- _DOCUMENT EXCERPT_
The Trial of the Chicago 7 is a film divided against itself. Much of writer-director Aaron Sorkin’s work has been built on a foundational notion of the inherent dignity of institutions, an idea he has applied from the inner workings of the executive branch as he has the responsibilities of cable journalism. The openly political attempt to railroad a number of disconnected Vietnam protestors as a cabal of domestic terrorists who instigated the 1968 Democratic National Convention riots, then, presents a challenge to Sorkin’s worldview, confronting his ideals with the blunt reality of the powers of state being openly and callously wielded for the purposes of crushing undesirables. As such, it makes for the most fascinating project to bear his name since his script for The Social Network another story in which the august institutions that forge our elites are revealed to be hotbeds of narcissism and sociopathy.

- _COLLECTED MATERIAL_
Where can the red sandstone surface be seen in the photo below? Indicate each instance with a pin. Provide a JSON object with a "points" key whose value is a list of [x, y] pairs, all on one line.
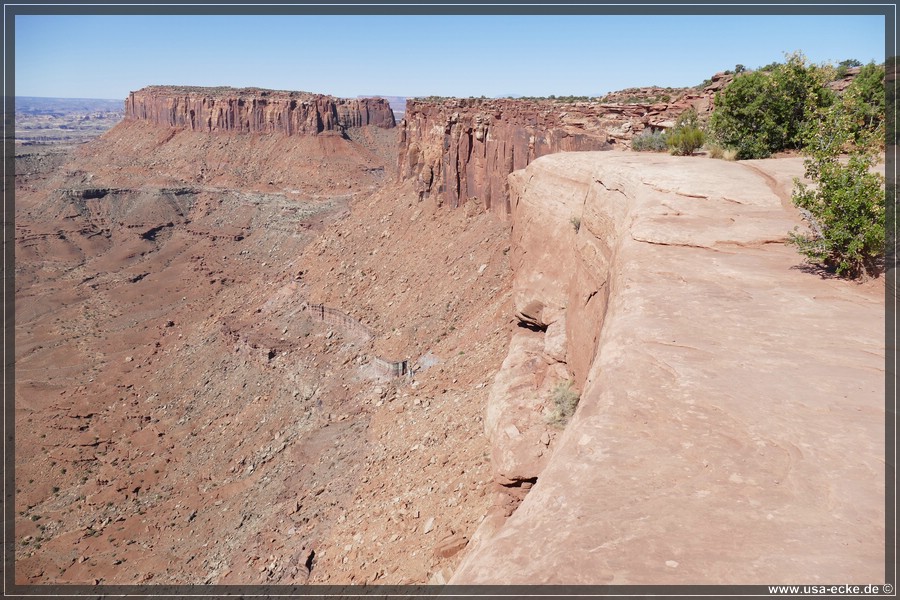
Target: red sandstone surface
{"points": [[181, 418], [253, 110]]}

- _REQUIRED WORK_
Please set down the film review above again, word for word.

- _ANSWER TO THIS EXERCISE_
The Trial of the Chicago 7 is a film divided against itself. Much of writer-director Aaron Sorkin’s work has been built on a foundational notion of the inherent dignity of institutions, an idea he has applied from the inner workings of the executive branch as he has the responsibilities of cable journalism. The openly political attempt to railroad a number of disconnected Vietnam protestors as a cabal of domestic terrorists who instigated the 1968 Democratic National Convention riots, then, presents a challenge to Sorkin’s worldview, confronting his ideals with the blunt reality of the powers of state being openly and callously wielded for the purposes of crushing undesirables. As such, it makes for the most fascinating project to bear his name since his script for The Social Network another story in which the august institutions that forge our elites are revealed to be hotbeds of narcissism and sociopathy.